++++ Page

BY LOGAN MCCOURTNEY –
For many families, farming is more than a job, it is a heritage that has been passed down from generation to generation. Farming is hard work and is often weary for those involved, but it is a rewarding work. Many families have given their lives to this way of living, a life that is commendable. It is has been said that a family farm is more than a business, it is a lifestyle, an ideal worth preserving. This concept is fully embodied by the Dollar family.
Ricky and Darcy Dollar both grew up in Polk County and met as young kids. “We both grew up on a farm and met as kids at the play days,” Darcy says. The play days were a time for families in the area that had an interest in riding horses and sharing laughs and good fellowship together. “It was like 35 years ago that we met, seems like forever ago,” says Ricky with a smile. Both Ricky and Darcy continued riding and participated in rodeo through their school years. During that time they lost contact with each other while they went to different schools in the county. “I had just graduated high school and we met up again. We started dating in 1998 and then got married in 2002,” Darcy recalls.
Now the family includes their three kids, Daisy, Jasper, and Josey, each of them loving the farm and rodeo life just as much as their parents. When asked what they do for fun, Josey piped up with a grin, “We rodeo, it’s on Saturdays.” It’s evident that the Dollars love everything about rural life in the area. Ricky is a cattle farmer, running a cow-calf operation of 100 cattle. Darcy works at a local accounting firm, but she loves the farm, especially her chickens and their garden. Life at the Dollar farm is busy work and constantly keeps them moving. “The kids all have chores to help with to make sure that things get done. It isn’t a free ride, without their help many things can’t get done. It’s just been our way of life,” explains Ricky. Farmers have said that children aren’t farm working for free to help their parents make a living, but they are part of families working together to make a life. This is true of the Dollar family, each of them pulling their weight to make it all possible. “I can’t think of a better place to raise our kids. If there isn’t hard work, there is no reward,” Ricky says.

++++++++

• _Given request 1_
Reproduce the lines of the listing, starting with the line that contains "Point to the blue steel beam." and going on through the last line of the listing.
This listing bears no relation to the article above it.

++++ Data listing

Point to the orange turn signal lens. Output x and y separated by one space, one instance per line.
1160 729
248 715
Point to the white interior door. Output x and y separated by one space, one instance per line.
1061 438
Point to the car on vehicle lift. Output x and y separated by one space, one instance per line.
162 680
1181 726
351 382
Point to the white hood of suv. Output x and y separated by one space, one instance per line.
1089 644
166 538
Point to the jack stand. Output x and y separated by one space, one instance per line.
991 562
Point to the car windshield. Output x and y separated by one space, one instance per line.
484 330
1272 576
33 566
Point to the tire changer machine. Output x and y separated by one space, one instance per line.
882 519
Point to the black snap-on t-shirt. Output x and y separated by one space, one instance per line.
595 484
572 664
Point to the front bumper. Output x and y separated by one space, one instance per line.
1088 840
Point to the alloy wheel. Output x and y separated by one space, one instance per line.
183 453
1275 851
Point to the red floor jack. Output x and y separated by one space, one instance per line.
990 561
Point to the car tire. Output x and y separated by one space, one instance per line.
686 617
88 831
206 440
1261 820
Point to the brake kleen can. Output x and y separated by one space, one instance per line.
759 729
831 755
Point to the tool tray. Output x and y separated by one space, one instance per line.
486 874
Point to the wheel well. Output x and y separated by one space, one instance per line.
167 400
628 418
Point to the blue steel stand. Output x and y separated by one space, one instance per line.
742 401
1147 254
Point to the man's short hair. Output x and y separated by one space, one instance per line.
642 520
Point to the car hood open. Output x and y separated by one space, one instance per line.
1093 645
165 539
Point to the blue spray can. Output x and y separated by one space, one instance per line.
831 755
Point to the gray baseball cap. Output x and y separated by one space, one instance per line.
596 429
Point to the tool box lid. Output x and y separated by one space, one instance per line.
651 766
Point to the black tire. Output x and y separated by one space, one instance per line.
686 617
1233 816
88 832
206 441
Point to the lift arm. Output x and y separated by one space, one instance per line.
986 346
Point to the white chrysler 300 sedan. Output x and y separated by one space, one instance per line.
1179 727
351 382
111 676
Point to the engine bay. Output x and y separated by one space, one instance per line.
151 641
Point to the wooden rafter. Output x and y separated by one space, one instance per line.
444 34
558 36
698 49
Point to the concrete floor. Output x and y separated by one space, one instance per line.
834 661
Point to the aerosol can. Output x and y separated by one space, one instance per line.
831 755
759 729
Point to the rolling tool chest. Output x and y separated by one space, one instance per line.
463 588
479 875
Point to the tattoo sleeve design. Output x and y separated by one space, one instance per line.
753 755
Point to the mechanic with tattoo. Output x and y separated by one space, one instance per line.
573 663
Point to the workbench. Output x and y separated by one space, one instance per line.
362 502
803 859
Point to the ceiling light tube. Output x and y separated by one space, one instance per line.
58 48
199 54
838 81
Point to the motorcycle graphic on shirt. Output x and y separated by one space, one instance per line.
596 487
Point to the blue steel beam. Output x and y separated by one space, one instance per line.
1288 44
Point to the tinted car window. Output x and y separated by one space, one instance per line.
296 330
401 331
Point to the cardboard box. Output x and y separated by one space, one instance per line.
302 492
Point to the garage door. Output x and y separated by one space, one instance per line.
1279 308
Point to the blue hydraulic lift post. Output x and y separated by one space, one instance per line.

++++++++

• _Given request 2_
Name every member of the Dollar family whose first name appears in the farming article.

• _Output 1_
Point to the blue steel beam. Output x and y separated by one space, one instance per line.
1288 44
Point to the tinted car window. Output x and y separated by one space, one instance per line.
296 330
401 331
Point to the cardboard box. Output x and y separated by one space, one instance per line.
302 492
Point to the garage door. Output x and y separated by one space, one instance per line.
1279 308
Point to the blue hydraulic lift post. Output x and y separated by one space, one instance per line.

• _Output 2_
Ricky, Darcy, Daisy, Jasper, Josey